• Task brief
Would you please give every entry again exactly, without the pictures?

• Image-grounded pointing data
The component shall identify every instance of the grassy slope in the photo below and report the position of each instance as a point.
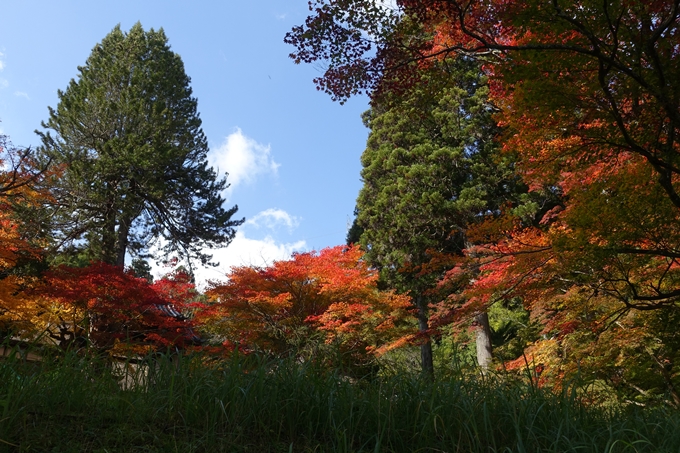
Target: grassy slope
(76, 405)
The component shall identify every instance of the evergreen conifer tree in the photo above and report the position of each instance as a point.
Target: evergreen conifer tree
(128, 136)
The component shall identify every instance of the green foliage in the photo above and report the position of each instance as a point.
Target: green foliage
(245, 404)
(128, 139)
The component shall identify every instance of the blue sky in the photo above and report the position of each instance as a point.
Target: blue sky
(292, 153)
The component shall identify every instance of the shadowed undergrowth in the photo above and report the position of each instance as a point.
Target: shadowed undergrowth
(76, 404)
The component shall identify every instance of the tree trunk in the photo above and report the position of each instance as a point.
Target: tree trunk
(425, 348)
(483, 340)
(122, 241)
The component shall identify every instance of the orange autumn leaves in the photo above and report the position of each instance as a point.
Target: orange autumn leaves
(331, 295)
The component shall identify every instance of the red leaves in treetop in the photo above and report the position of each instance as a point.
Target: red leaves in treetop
(114, 307)
(279, 307)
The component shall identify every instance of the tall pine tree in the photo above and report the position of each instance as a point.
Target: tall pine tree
(431, 168)
(128, 136)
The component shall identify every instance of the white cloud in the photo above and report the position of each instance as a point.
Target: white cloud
(243, 159)
(272, 218)
(242, 251)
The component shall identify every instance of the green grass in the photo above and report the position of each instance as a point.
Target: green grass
(77, 405)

• Exercise response
The component shall identify every instance of the grassy slope in the photo below and report the position of each instance as a point.
Target: grassy slope
(76, 405)
The component shall identify every instance of the evergreen conifer tree in the photo above and report the position of each instance as a point.
Target: evergreen conifer tree
(128, 136)
The component shall identify every instance of the green foliage in the photo above and report the position of each instance as a point.
Target: green foliage
(245, 404)
(128, 139)
The component shall identify every instance of the blue sky in the photo above and report the position of each instance as a point.
Target: blue sky
(292, 153)
The component shall identify every instance of the shadowed undergrowth in the photo above and report the position of each instance as a point.
Target: shadowed undergrowth
(76, 404)
The component shall identify every instance of the tree trunk in the photo above and report the position of each instance as a point.
Target: tree trunk
(425, 348)
(483, 340)
(122, 241)
The component shall identify every instance of the orange autumn leaves in the photo above and report the position of each instance as a point.
Target: orange autumn leaves
(331, 295)
The component shall identify every instance of the red leaves in treetop in the photo above and report the position of each instance as a point.
Target: red leaves in treetop
(114, 307)
(279, 307)
The component shall identify every instance of the tall pine tree in the photo above and report the position of each instance as a point.
Target: tall pine tree
(431, 168)
(128, 136)
The component shall identify every instance of the white cloud in the photo above and report the position of each instance as a point.
Target: white cloud
(243, 159)
(272, 218)
(242, 251)
The component shall identify every instance of the green grass in the photo above and report the position of each instance as a point.
Target: green grass
(77, 405)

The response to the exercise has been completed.